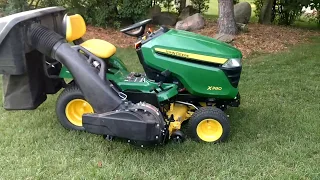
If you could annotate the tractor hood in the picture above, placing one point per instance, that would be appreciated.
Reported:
(194, 46)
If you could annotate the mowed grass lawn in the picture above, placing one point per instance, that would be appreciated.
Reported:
(275, 134)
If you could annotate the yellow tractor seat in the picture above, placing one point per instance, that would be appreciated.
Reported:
(75, 28)
(100, 48)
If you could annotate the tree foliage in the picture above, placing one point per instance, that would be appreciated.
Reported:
(285, 12)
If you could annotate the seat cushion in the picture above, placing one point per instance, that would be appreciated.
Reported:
(100, 48)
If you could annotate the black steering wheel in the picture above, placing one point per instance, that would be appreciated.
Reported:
(138, 33)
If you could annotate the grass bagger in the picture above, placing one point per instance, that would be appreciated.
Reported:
(188, 78)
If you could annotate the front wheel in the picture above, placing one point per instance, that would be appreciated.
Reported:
(209, 124)
(71, 105)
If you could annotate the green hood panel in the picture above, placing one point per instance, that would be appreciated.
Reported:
(188, 42)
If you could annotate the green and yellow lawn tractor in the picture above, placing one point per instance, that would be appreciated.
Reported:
(187, 78)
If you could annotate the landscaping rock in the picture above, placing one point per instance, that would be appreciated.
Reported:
(186, 12)
(191, 23)
(242, 12)
(154, 11)
(227, 38)
(165, 18)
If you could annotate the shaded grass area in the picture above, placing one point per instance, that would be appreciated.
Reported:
(274, 134)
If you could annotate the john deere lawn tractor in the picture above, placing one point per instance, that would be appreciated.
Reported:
(188, 78)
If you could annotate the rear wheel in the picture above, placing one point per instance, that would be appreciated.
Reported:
(71, 105)
(209, 124)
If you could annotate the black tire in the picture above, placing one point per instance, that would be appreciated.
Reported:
(68, 94)
(211, 115)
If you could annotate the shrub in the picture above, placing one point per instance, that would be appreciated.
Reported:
(285, 12)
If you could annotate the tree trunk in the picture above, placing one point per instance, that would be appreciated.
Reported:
(227, 24)
(182, 5)
(265, 16)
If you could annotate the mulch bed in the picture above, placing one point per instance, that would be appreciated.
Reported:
(259, 38)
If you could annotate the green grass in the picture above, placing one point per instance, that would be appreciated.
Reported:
(275, 134)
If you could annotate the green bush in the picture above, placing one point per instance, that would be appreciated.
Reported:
(285, 12)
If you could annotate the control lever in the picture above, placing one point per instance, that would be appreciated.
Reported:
(166, 73)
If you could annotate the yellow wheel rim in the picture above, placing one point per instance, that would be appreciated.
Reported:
(75, 109)
(209, 130)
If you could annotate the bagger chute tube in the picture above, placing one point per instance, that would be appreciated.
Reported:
(187, 78)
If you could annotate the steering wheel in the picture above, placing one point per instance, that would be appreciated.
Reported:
(138, 33)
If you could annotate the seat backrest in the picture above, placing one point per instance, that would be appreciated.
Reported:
(74, 27)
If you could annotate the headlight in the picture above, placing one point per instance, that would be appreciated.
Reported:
(232, 63)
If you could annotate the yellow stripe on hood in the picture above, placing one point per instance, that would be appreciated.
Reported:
(192, 56)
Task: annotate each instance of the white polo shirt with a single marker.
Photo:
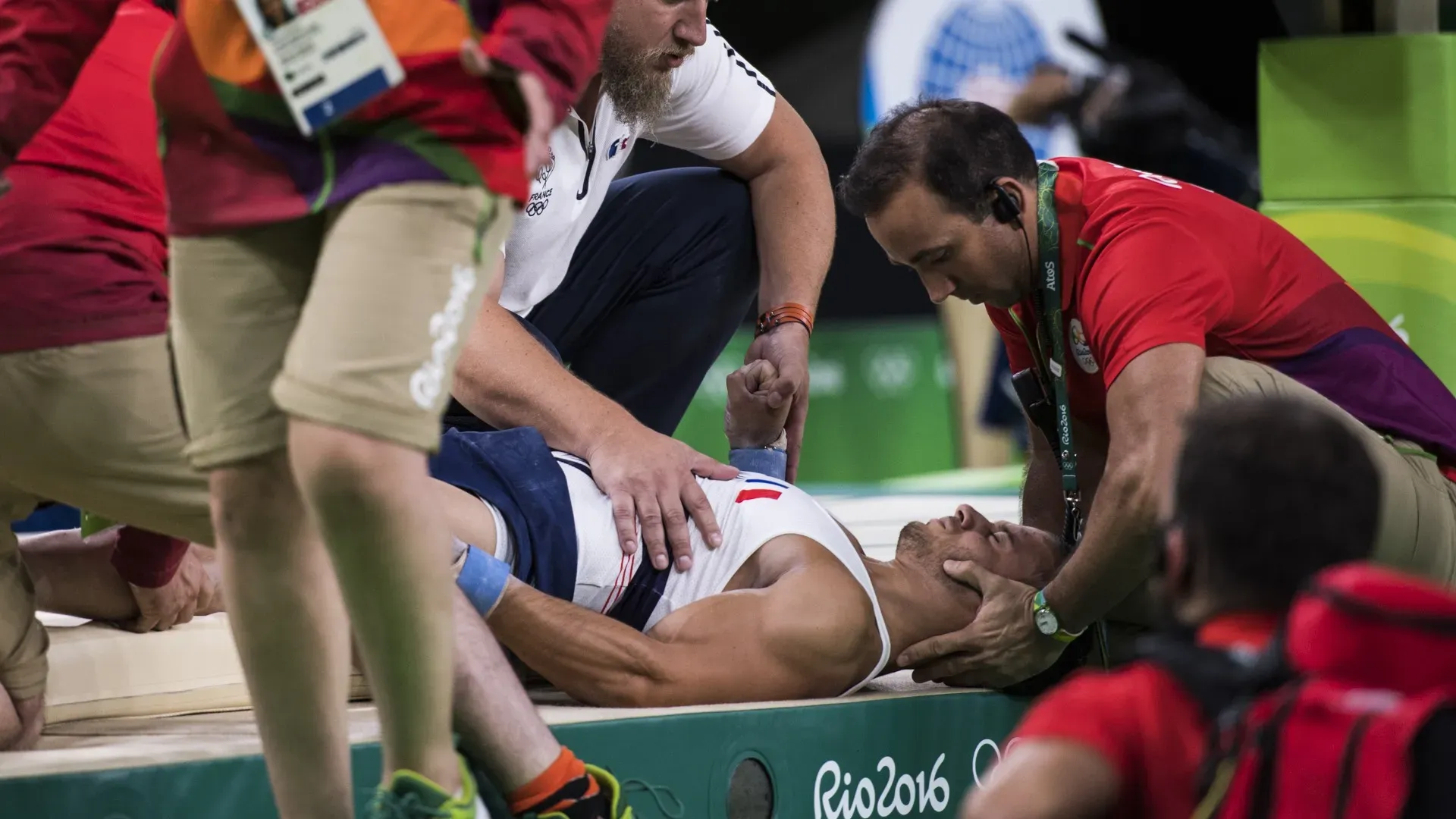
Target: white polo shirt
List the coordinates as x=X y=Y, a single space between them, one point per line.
x=718 y=107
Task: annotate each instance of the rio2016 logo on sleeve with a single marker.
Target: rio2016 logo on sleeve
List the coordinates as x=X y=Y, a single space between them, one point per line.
x=839 y=796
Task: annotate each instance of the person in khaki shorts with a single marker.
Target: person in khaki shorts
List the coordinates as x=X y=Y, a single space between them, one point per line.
x=88 y=414
x=1128 y=299
x=321 y=284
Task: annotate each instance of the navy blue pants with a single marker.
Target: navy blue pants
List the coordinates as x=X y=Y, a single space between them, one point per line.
x=664 y=276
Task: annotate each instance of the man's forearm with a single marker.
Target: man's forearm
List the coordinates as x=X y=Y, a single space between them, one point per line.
x=1114 y=554
x=794 y=219
x=509 y=379
x=76 y=577
x=595 y=659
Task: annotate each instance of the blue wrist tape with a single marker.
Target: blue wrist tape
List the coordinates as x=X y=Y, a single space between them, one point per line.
x=772 y=463
x=482 y=579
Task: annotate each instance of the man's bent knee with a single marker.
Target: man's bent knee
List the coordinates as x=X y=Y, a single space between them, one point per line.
x=338 y=468
x=20 y=720
x=255 y=503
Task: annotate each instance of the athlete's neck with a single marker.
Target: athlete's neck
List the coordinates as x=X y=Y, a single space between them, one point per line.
x=916 y=607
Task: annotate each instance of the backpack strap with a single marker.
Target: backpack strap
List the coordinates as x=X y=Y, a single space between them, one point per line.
x=1222 y=765
x=1215 y=678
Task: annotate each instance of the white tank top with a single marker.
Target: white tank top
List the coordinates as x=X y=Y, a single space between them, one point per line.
x=752 y=510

───

• _Task details_
Report every line of the records that contains the word "steering".

• _Exercise solution_
If you could annotate the black steering wheel in the picture above, placing one point per instance, that would be appreciated.
If you could annotate the steering wheel in the picture above, placing one point per instance, that would be appreciated.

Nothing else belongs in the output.